(Excerpts from a dataset)
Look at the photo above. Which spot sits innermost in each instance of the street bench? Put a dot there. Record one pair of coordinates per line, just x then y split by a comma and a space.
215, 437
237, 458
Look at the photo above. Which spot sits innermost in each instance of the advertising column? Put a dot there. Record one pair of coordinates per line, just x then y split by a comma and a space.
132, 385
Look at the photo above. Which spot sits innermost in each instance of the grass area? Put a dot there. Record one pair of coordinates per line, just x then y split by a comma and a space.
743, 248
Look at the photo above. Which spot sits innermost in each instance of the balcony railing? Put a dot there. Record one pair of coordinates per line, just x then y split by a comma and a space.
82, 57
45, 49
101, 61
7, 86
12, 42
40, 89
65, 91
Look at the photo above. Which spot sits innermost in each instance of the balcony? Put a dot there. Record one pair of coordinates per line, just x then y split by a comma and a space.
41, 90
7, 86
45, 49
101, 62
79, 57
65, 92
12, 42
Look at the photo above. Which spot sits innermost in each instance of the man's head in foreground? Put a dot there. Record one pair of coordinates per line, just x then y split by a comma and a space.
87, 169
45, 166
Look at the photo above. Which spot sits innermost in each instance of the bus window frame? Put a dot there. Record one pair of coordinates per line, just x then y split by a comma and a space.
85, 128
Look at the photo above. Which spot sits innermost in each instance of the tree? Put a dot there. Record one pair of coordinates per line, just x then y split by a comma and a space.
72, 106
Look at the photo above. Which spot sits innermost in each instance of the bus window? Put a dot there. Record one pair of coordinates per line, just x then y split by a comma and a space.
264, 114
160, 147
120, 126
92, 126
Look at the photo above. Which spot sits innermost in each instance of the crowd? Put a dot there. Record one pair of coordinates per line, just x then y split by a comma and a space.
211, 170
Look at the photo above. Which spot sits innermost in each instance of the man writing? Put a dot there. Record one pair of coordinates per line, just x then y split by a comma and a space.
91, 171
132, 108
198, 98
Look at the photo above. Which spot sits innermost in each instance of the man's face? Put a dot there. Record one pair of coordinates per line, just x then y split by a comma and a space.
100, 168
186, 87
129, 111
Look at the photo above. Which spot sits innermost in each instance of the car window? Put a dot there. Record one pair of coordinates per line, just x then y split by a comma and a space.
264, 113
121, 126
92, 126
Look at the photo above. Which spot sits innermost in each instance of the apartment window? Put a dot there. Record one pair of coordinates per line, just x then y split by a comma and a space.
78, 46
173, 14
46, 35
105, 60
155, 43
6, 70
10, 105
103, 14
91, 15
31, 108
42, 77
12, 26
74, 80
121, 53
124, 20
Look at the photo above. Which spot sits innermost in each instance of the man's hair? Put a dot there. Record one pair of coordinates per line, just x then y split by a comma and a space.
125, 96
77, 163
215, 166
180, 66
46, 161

__Your task__
All records above must be returned exactly as they appear.

__Response__
Look at the photo above. Which spot sits innermost in each instance of the street bench? Put a dot there. Record one pair of coordinates per line, just x then y split by a comma and a space.
215, 437
237, 458
Look at the photo above. Which spot sits innermost in each instance of the advertising column? Put a dot there. Record one pair of coordinates per line, just x then y split by a comma and a space.
132, 385
Look at the photo above. Which spot sits innermost in each instance of the grass area? Put a dot there. Record one pair of coordinates per line, just x then y split by a comma and a space.
743, 248
Look at the photo above. Which spot sits innermost in each instance of the balcony railing? Put a dot there. Record one pair of coordinates per line, just x then y split by a comma and a space.
82, 57
45, 49
101, 61
7, 86
12, 42
40, 89
65, 91
Look at the photo above. Which spot sits innermost in each instance of the balcony? Put a dot there. Record one pair of coordinates per line, just x then y split by a comma and a space.
41, 90
7, 86
45, 49
101, 62
79, 57
65, 92
12, 42
Look at the photo above. Which spot sits innermost in each instance of the man's head in foreground? Put a dot there. Record one pair of coordinates per line, just x then y split by a comma and a space.
87, 169
45, 166
Look at the photo above. Which spot sits innermost in each instance of the bus window frame? Put a dot there. Record one pair of coordinates per line, just x then y split by a comma and a space.
85, 128
Look at the photo above. Which spot sits innermost in each instance of the tree? Put a dot there. Record one pair of coordinates per line, just x then y split by a comma and a space.
72, 106
Look at the photo above. Which spot sits innermost in each instance of the bus window? Put a dot there. Record one pair of coordinates per line, just x then y split by a comma and a space.
264, 114
160, 147
120, 126
92, 126
Look at the photo above. Which spot sits innermost in each instance of the crowd? Put a dot there. Record one pair of coordinates per line, just x then y split by a comma and a space.
211, 170
Look at the photo above. Which spot sits innermost in each instance of the man writing? Put a dot there. Record one pair of coordinates per line, just x then y split by a comma and a space.
91, 171
132, 108
198, 98
Look at the photo above. Which spot sits innermost in each instance of the man's face? Put a dot there. Record one pair of coordinates per line, just x then y split by a comma and a space.
100, 168
186, 87
129, 111
Look at the photo above. Which spot sits innermost in each instance of the car window? Put a dot there. Record one pair of coordinates per line, just x then y split by a comma and a space.
264, 113
121, 126
92, 126
Look at the photo above. Which spot sits innermost in each instance of the apartment window? Put a dot there. Record one pair of coordinates per line, just x then y split by a comma and a space.
78, 46
173, 14
46, 35
105, 60
155, 43
6, 70
10, 105
103, 14
91, 15
31, 108
42, 77
12, 26
74, 80
121, 53
124, 20
Look at the photo above. Which spot sits innermost in each instance of the man's hair? Put a dot there. Record one pair of coordinates per line, just x then y split by a comma and a space.
125, 96
77, 163
215, 166
180, 66
46, 161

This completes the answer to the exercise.